▶ _WRITTEN PROBLEM_
From the records below, select every line containing the word "doorway" and copy each such line in full.
-------- STORED ROWS
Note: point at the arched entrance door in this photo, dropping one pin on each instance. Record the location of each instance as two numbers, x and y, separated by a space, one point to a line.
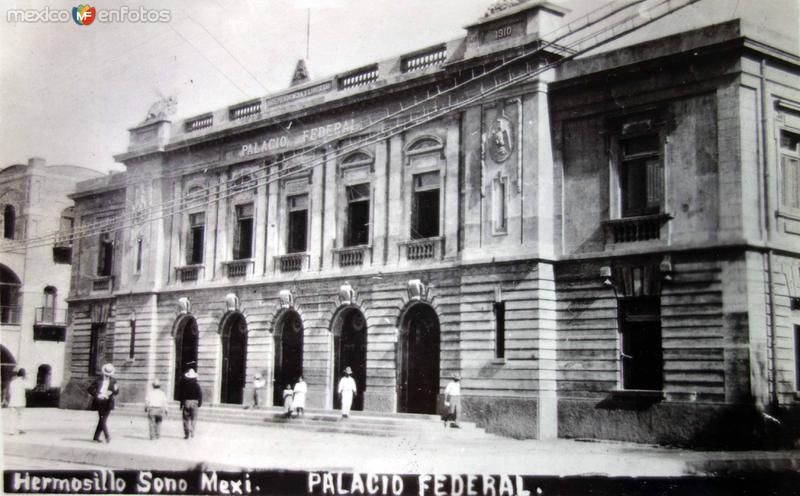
350 350
419 360
186 340
288 354
234 359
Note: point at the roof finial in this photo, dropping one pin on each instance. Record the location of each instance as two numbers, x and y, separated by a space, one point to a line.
300 75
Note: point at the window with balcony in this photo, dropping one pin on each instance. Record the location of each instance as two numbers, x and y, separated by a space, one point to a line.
9 221
298 224
49 304
425 206
9 296
641 176
790 170
243 232
357 232
195 243
641 349
97 341
105 255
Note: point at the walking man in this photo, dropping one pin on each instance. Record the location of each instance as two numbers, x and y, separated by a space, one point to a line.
103 391
452 401
156 407
191 399
347 389
259 386
16 402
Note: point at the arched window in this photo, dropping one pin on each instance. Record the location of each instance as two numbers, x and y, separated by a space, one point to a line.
9 296
49 307
9 221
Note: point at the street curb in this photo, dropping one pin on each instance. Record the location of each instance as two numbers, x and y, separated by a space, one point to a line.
106 458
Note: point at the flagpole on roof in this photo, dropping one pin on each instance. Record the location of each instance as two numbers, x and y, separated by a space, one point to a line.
308 32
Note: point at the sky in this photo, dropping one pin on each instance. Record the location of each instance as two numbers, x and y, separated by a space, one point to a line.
69 93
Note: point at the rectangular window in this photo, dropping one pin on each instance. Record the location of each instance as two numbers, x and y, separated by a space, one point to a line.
641 176
425 207
298 224
96 348
139 247
194 246
642 354
500 329
797 357
243 235
357 215
790 170
132 350
105 256
499 209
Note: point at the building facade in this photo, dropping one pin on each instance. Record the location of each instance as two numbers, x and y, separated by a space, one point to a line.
607 249
35 277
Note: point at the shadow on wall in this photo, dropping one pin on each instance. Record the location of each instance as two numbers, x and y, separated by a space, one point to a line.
75 396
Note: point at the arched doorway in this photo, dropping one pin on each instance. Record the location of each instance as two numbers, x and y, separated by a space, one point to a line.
186 340
288 353
350 350
418 353
234 359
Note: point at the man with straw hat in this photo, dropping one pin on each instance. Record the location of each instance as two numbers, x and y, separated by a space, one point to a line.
191 398
347 389
155 404
103 391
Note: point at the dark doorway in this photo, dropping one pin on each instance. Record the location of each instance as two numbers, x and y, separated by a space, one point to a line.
642 353
186 339
350 350
419 361
234 359
288 354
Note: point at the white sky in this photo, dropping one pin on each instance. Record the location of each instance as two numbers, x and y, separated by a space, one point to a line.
69 93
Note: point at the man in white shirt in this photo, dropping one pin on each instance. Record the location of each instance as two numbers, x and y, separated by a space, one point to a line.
452 401
156 407
347 389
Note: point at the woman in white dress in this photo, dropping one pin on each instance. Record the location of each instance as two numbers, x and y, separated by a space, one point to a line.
299 400
347 389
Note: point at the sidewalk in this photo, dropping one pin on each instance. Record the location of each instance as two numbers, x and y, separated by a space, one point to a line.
65 436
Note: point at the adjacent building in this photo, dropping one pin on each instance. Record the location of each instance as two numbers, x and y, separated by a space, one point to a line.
35 267
608 249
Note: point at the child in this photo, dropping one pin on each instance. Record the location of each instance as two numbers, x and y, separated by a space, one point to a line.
288 394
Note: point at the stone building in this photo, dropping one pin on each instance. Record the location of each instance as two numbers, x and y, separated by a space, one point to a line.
606 250
35 277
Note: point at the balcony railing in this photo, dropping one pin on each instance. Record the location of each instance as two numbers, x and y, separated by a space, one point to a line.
103 283
199 123
238 268
632 229
188 273
293 262
361 77
423 249
352 256
246 110
10 314
51 316
419 61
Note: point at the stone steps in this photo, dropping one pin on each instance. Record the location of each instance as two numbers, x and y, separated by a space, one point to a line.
363 423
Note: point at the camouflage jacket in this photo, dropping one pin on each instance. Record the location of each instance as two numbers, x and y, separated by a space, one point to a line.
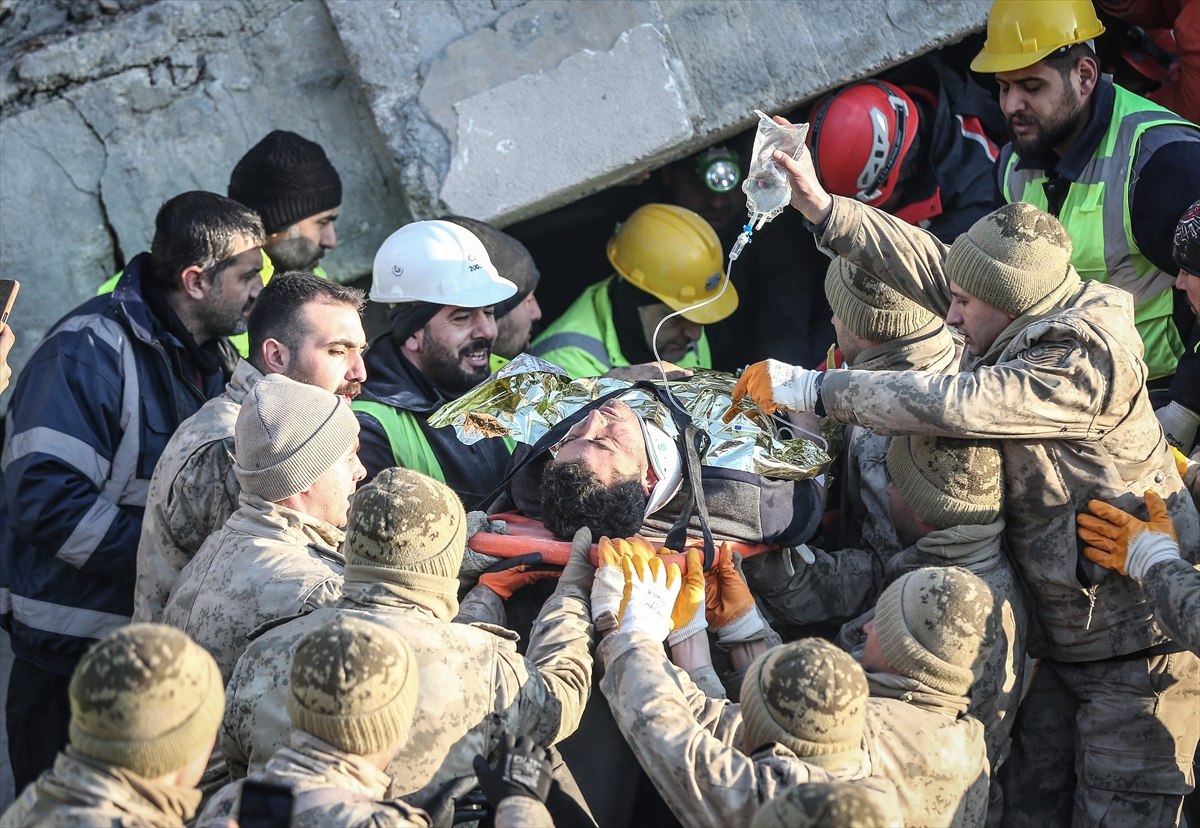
----------------
▶ _EXERCISE SOLUTION_
Note: point at the arched doorway in this photo, dropping one pin on each instance. Record the location of each instance as two numbers, x and y, separated by a space, one point to a line.
Note: point at the dark doorway in this photo, dropping one pin on each instance. Record the location of each instance as two numbers, x and y, separated by a space, one point to a line.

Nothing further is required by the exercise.